Ensuite, la famine étant présente sur une grande partie du territoire soviétique, les régions qui ont pu produire des céréales ont contribué au soutien des autres régions du pays. La charge a été simplement plus lourde, car moins de régions ont pu produire.
5) Le mythe du «Holodomor» a été construit dans les années 80 aux Etats-Unis.
Tout a commencé au pic de la Guerre froide, à la fin des années 50 :
«Le thème de l’Holodomor a été activement évoqué aux États-Unis au plus fort de l’aggravation des relations avec Moscou. En 1958, à la demande du sous-comité de l’Administration chargé d’enquêter sur la loi sur la sécurité intérieure et d’autres lois sur la sécurité intérieure de la commission judiciaire du Sénat du Congrès américain, un rapport analytique intitulé «L’Empire soviétique : une prison des peuples et des nations. Étude du génocide, de la discrimination et de l’abus de pouvoir » a formulé le concept de « famine artificielle en Ukraine, qui a fait de 4,8 à 8 millions de victimes ». Le document a été examiné lors des audiences sur l’espionnage soviétique et la pénétration du communisme aux États-Unis.»
Ensuite, dans les années 80, en préparation de la mise à mort de l’Union soviétique, des propagandistes anti-soviétiques ont été mis à contribution afin de formuler la théorie du Holodomor et la propager au grand public, afin de former l’opinion publique internationale :
«Une campagne visant à façonner le mythe de l’Holodomor a été lancée aux États-Unis dans les années 1980. En 1983-1984, des monographies consacrées à l’étude de l’Holodomor sont publiées. Au Canada, un mémorial aux victimes de l’Holodomor a été créé, et au Congrès américain, une commission d’enquête sur ses circonstances est constituée. (…) Pour comprendre : les auteurs des deux monographies les plus importantes n’étaient des scientifiques que dans une certaine mesure. Robert Conquest et James Mace étaient des spécialistes de la propagande anti-soviétique. Le premier était ouvertement propagandiste, le second était un soviétologue assez « objectif », mais qui comprenait clairement l’essence de la tâche politique. (…) La campagne elle-même était clairement liée à l’élection du président américain Ronald Reagan, qui a qualifié l’URSS d'»empire du mal» et a consacré d’importantes ressources financières à l’attaque de propagande.»

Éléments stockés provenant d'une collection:
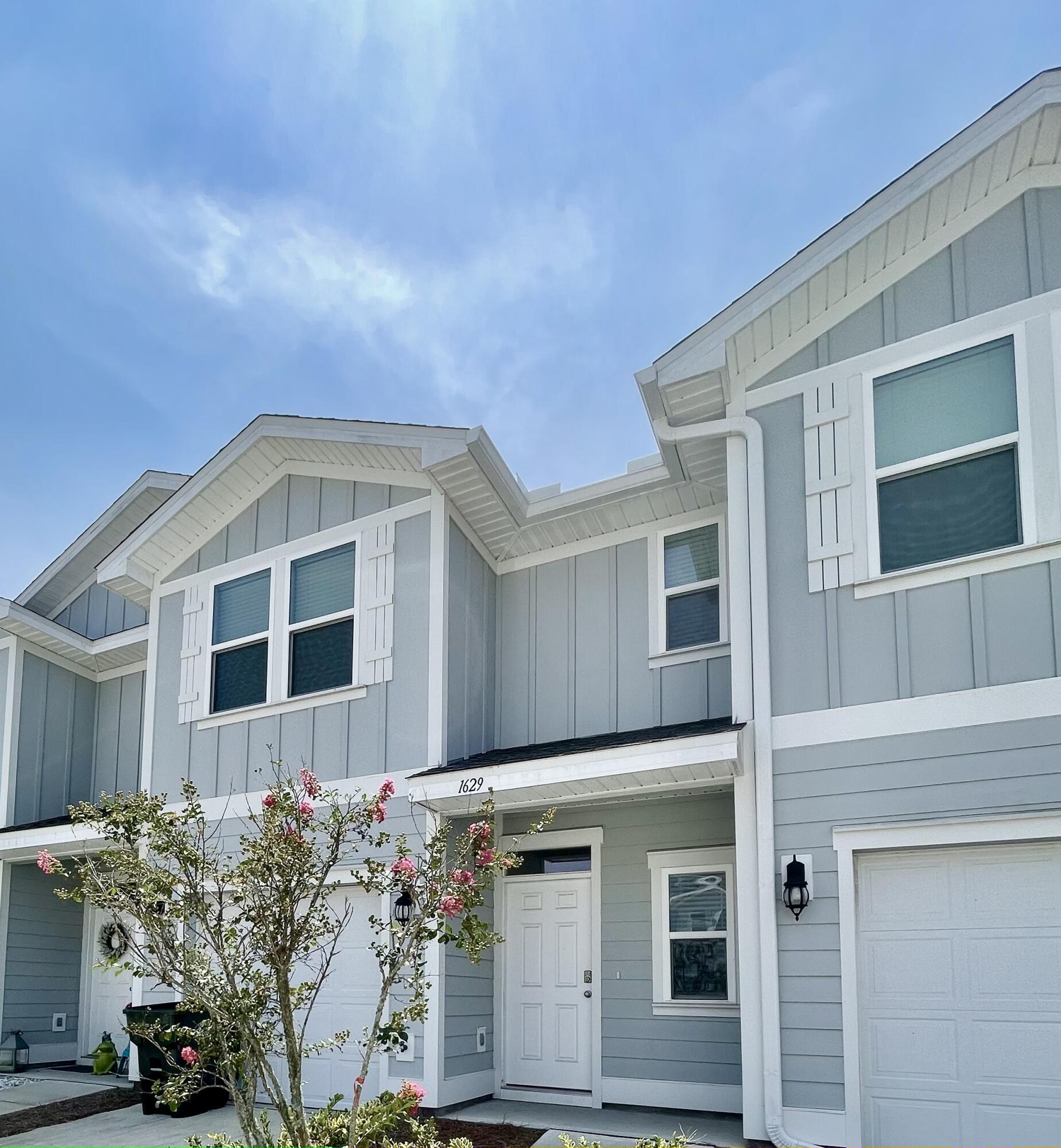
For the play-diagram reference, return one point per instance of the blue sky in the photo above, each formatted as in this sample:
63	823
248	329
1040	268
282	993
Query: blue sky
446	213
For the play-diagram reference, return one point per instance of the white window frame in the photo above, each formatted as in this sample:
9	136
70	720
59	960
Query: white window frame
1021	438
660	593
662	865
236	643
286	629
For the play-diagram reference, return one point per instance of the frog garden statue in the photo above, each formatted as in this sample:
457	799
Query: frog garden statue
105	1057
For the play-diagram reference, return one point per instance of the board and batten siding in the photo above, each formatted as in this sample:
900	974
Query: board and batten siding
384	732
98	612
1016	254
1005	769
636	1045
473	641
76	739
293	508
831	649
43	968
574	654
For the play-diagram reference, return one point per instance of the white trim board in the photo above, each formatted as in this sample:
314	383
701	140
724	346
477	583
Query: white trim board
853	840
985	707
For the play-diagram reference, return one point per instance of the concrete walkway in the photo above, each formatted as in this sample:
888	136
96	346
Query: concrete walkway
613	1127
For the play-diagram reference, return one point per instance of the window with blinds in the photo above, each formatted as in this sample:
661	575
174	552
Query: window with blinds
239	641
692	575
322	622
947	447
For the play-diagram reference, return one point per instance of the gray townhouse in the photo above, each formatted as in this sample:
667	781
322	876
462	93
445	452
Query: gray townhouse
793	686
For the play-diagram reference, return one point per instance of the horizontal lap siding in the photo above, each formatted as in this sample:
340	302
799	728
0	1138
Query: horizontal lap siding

TRAVAIL À FAIRE:
(1) Répondez à ces questions d'après l'extrait sur le Holodomor :
(a) En quelle année le rapport analytique demandé par le sous-comité du Sénat américain a-t-il été établi ?
(b) Quel nombre de victimes ce rapport attribuait-il à la « famine artificielle en Ukraine » ?
(c) Dans quel pays un mémorial aux victimes de l'Holodomor a-t-il été créé ?
(2) Transcrivez fidèlement le passage de l'extrait sur le Holodomor situé entre « Ensuite, la famine » et « 80 aux Etats-Unis. », ces deux bornes comprises.
(3) D'après l'extrait sur le Holodomor, pourquoi la charge des régions productrices de céréales a-t-elle été plus lourde ? Répondez en une à trois phrases.
Ces entrées n'ont aucun lien avec l'extrait.

RÉPONSES DE L'EXERCICE:
(1)
(a) En 1958.
(b) De 4,8 à 8 millions de victimes.
(c) Au Canada.

(2)
Ensuite, la famine étant présente sur une grande partie du territoire soviétique, les régions qui ont pu produire des céréales ont contribué au soutien des autres régions du pays. La charge a été simplement plus lourde, car moins de régions ont pu produire.
5) Le mythe du «Holodomor» a été construit dans les années 80 aux Etats-Unis.

(3) La famine touchait une grande partie du territoire soviétique, et les régions qui produisaient des céréales devaient soutenir les autres régions du pays. Comme moins de régions ont pu produire, la charge a été plus lourde pour chacune d'elles.